• _Assignment_:
Search the material for the string "this", then show every line where it turns up.

** Records for the task follows **

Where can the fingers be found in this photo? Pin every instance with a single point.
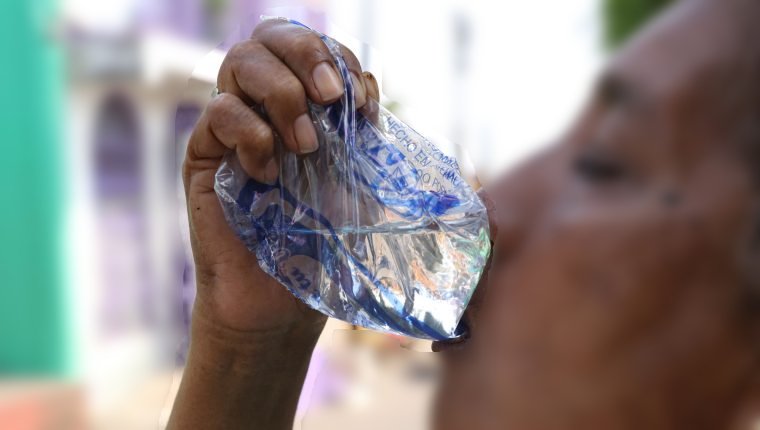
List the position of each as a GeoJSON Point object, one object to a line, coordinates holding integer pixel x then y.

** End of Records for the task **
** Records for the task follows **

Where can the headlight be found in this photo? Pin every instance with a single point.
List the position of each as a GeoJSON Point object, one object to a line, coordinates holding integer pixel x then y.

** End of Records for the task **
** Records for the task follows **

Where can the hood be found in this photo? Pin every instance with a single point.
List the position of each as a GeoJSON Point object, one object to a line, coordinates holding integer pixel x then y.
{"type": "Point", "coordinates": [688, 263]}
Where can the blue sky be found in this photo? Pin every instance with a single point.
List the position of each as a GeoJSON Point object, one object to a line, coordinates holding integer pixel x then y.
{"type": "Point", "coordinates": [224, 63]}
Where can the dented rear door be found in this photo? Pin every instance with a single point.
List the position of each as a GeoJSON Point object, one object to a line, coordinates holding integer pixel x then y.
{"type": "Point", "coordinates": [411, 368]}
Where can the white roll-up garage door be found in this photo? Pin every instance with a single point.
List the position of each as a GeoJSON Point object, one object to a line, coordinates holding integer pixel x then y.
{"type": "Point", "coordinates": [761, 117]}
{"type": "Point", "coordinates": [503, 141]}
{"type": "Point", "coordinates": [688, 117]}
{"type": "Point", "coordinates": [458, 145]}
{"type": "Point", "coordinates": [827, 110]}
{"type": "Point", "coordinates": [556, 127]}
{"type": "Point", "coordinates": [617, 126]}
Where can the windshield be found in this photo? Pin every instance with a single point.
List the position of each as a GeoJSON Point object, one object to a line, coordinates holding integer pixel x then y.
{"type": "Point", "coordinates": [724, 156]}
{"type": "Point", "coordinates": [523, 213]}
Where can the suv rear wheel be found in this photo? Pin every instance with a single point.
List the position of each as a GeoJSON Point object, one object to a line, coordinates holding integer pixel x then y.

** End of Records for the task **

• _Task solution_:
Where can the fingers be found in this photo? Pin every instance with a single point.
Where can the headlight be found in this photo? Pin every instance with a single point.
Where can the hood be found in this photo? Pin every instance with a single point.
Where can the blue sky be found in this photo? Pin every instance with a single point.
Where can the dented rear door be found in this photo? Pin every instance with a single point.
Where can the white roll-up garage door be found in this photo? Pin every instance with a single point.
Where can the windshield be found in this photo? Pin every instance with a single point.
Where can the suv rear wheel be found in this photo? Pin every instance with a single point.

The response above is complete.